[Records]
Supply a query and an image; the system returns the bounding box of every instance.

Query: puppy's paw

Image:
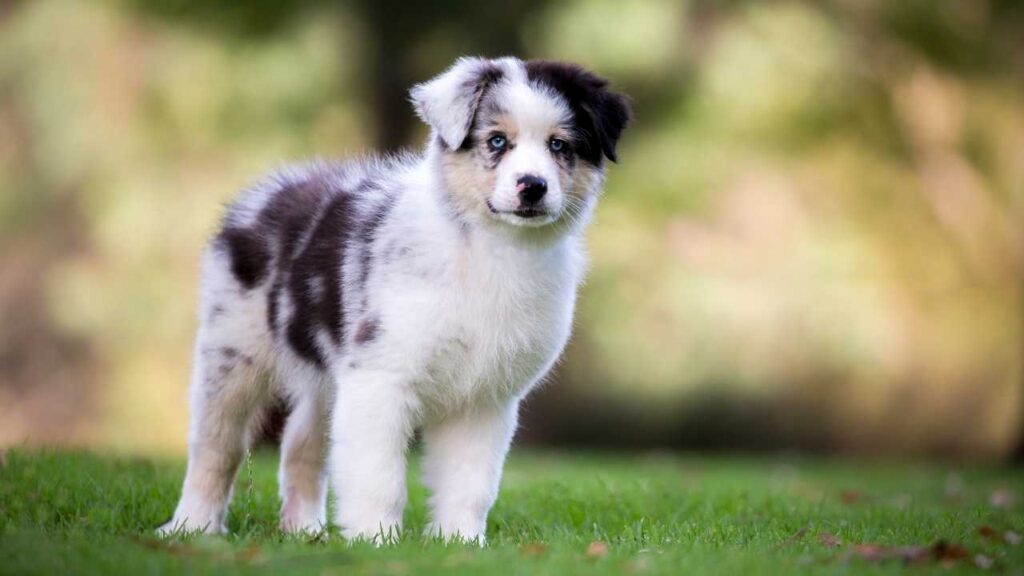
[341,524,401,547]
[424,522,487,548]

• [Instructions for the task]:
Rewrite the lines above as a numbered list, skipping any blank lines. Leave the pictures out of your answer.

• [Expected output]:
1. Supply a query and an image; the system returns the bounding box of every instance.
2. Query: puppy's paw
3. Image:
4. [341,524,401,547]
5. [424,522,487,548]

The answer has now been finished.